*** Source material ***
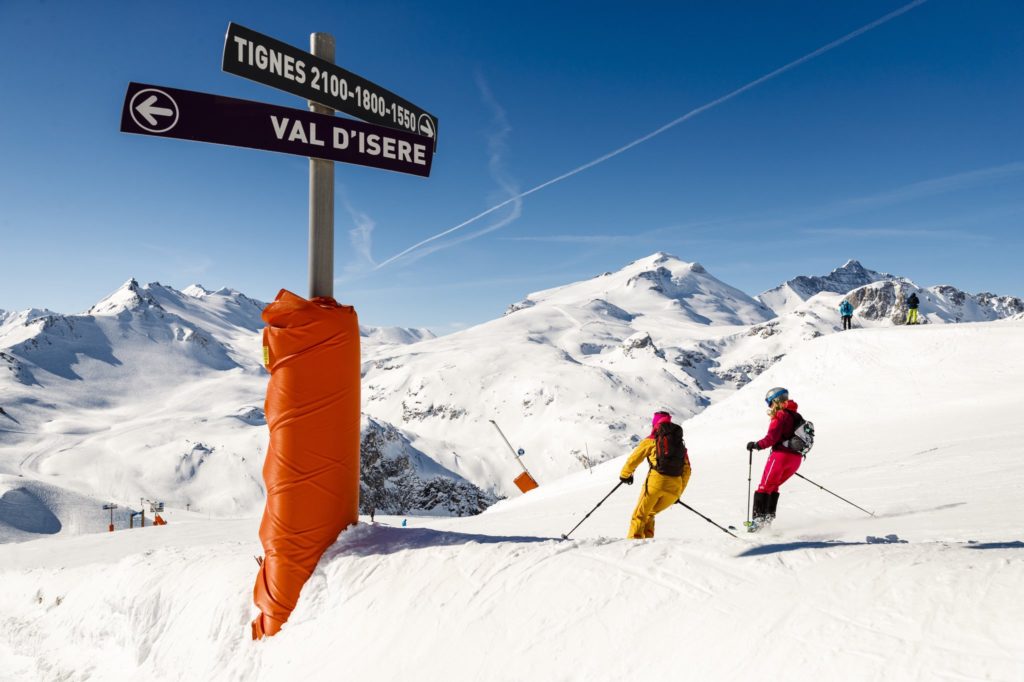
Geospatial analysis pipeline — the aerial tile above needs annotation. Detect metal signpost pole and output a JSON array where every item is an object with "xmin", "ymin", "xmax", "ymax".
[{"xmin": 308, "ymin": 32, "xmax": 335, "ymax": 300}]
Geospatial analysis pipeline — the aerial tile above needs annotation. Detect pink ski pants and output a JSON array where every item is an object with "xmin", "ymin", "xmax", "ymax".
[{"xmin": 757, "ymin": 450, "xmax": 803, "ymax": 494}]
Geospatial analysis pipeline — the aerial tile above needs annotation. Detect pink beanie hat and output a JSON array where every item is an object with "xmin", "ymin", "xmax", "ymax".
[{"xmin": 650, "ymin": 411, "xmax": 672, "ymax": 437}]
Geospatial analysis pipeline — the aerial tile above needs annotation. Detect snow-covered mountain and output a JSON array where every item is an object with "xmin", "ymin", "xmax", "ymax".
[
  {"xmin": 362, "ymin": 253, "xmax": 1023, "ymax": 496},
  {"xmin": 0, "ymin": 280, "xmax": 468, "ymax": 533},
  {"xmin": 2, "ymin": 255, "xmax": 1022, "ymax": 533},
  {"xmin": 362, "ymin": 253, "xmax": 780, "ymax": 495},
  {"xmin": 847, "ymin": 279, "xmax": 1024, "ymax": 324},
  {"xmin": 508, "ymin": 252, "xmax": 775, "ymax": 325},
  {"xmin": 360, "ymin": 325, "xmax": 436, "ymax": 346},
  {"xmin": 0, "ymin": 280, "xmax": 272, "ymax": 525},
  {"xmin": 758, "ymin": 259, "xmax": 896, "ymax": 314}
]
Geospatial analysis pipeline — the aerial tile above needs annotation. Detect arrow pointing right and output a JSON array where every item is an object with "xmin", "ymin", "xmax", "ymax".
[{"xmin": 135, "ymin": 95, "xmax": 174, "ymax": 126}]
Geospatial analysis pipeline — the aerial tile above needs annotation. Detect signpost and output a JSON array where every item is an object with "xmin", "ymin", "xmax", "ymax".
[
  {"xmin": 102, "ymin": 503, "xmax": 117, "ymax": 532},
  {"xmin": 489, "ymin": 420, "xmax": 541, "ymax": 493},
  {"xmin": 120, "ymin": 82, "xmax": 433, "ymax": 178},
  {"xmin": 120, "ymin": 23, "xmax": 438, "ymax": 638},
  {"xmin": 223, "ymin": 23, "xmax": 438, "ymax": 148},
  {"xmin": 308, "ymin": 33, "xmax": 335, "ymax": 299}
]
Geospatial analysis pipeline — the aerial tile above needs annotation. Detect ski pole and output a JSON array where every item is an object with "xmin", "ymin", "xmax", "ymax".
[
  {"xmin": 746, "ymin": 448, "xmax": 753, "ymax": 525},
  {"xmin": 675, "ymin": 500, "xmax": 738, "ymax": 538},
  {"xmin": 794, "ymin": 472, "xmax": 874, "ymax": 517},
  {"xmin": 561, "ymin": 481, "xmax": 623, "ymax": 540}
]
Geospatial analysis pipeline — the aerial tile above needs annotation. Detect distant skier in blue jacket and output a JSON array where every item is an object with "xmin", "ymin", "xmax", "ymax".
[{"xmin": 838, "ymin": 299, "xmax": 854, "ymax": 331}]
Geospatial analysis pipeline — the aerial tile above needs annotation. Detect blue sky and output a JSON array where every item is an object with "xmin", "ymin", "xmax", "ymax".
[{"xmin": 1, "ymin": 0, "xmax": 1021, "ymax": 331}]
***
What you will do
Could you copy every record above exactly, leaving out the pictures?

Exercise solution
Geospatial analysis pipeline — the aerial tile above needs annotation. Detect metal signpost pole and output a JSON array where every item is an object with "xmin", "ymin", "xmax", "ymax".
[{"xmin": 308, "ymin": 32, "xmax": 335, "ymax": 300}]
Geospatial analysis pipeline — the aerial tile above needs annotation. Detect pink ski pants and output a JSON array where every item is an object with "xmin", "ymin", "xmax", "ymax".
[{"xmin": 757, "ymin": 450, "xmax": 803, "ymax": 494}]
Geospatial analysis pipeline — the aerial tile above needs annotation. Detect pink beanie hat and output a JSON array where every item is an object with "xmin", "ymin", "xmax", "ymax".
[{"xmin": 650, "ymin": 411, "xmax": 672, "ymax": 437}]
Geospatial analysis pipeline — the aerial tile above needs annotation. Detect snow-covered mountain and output a JSON array where every item is an object with "xmin", "ymin", "xmax", "ymax".
[
  {"xmin": 362, "ymin": 253, "xmax": 1023, "ymax": 496},
  {"xmin": 0, "ymin": 280, "xmax": 468, "ymax": 533},
  {"xmin": 2, "ymin": 255, "xmax": 1022, "ymax": 533},
  {"xmin": 362, "ymin": 253, "xmax": 780, "ymax": 495},
  {"xmin": 847, "ymin": 279, "xmax": 1024, "ymax": 324},
  {"xmin": 508, "ymin": 252, "xmax": 775, "ymax": 325},
  {"xmin": 360, "ymin": 325, "xmax": 436, "ymax": 346},
  {"xmin": 0, "ymin": 280, "xmax": 272, "ymax": 525},
  {"xmin": 758, "ymin": 259, "xmax": 896, "ymax": 314}
]
Geospatial analysis pipeline — the aerial tile above needs annotation. Detect arrow pointing right and output a JSON array where every item is an object with "xmin", "ymin", "xmax", "ymax".
[{"xmin": 135, "ymin": 95, "xmax": 174, "ymax": 126}]
Geospatial analysis pipeline — the aerial tile above needs annotation. Detect signpost and output a JSON array where every item is an object with "xmin", "ymin", "xmax", "ymax".
[
  {"xmin": 102, "ymin": 503, "xmax": 117, "ymax": 532},
  {"xmin": 489, "ymin": 420, "xmax": 541, "ymax": 493},
  {"xmin": 120, "ymin": 82, "xmax": 433, "ymax": 178},
  {"xmin": 120, "ymin": 23, "xmax": 438, "ymax": 638},
  {"xmin": 223, "ymin": 23, "xmax": 438, "ymax": 148},
  {"xmin": 308, "ymin": 33, "xmax": 335, "ymax": 299}
]
Geospatial analysis pipeline — the aerial tile above needs annotation. Detect ski pole and output a JSON array where every item is an object with "xmin", "ymin", "xmax", "ymax".
[
  {"xmin": 746, "ymin": 448, "xmax": 753, "ymax": 525},
  {"xmin": 675, "ymin": 500, "xmax": 738, "ymax": 538},
  {"xmin": 794, "ymin": 472, "xmax": 874, "ymax": 517},
  {"xmin": 561, "ymin": 481, "xmax": 623, "ymax": 540}
]
Geospatial analysis pipeline — the aerial tile above needs annotation. Detect distant skier in blue jacket and output a JSON array where every item is an object with "xmin", "ymin", "xmax", "ymax".
[{"xmin": 838, "ymin": 299, "xmax": 854, "ymax": 331}]
Geospatial analysis pipeline — the aerial tile above needs annotation. Detect blue sky and output a JSON array where every item is an object with "xmin", "ymin", "xmax", "ymax".
[{"xmin": 1, "ymin": 0, "xmax": 1021, "ymax": 331}]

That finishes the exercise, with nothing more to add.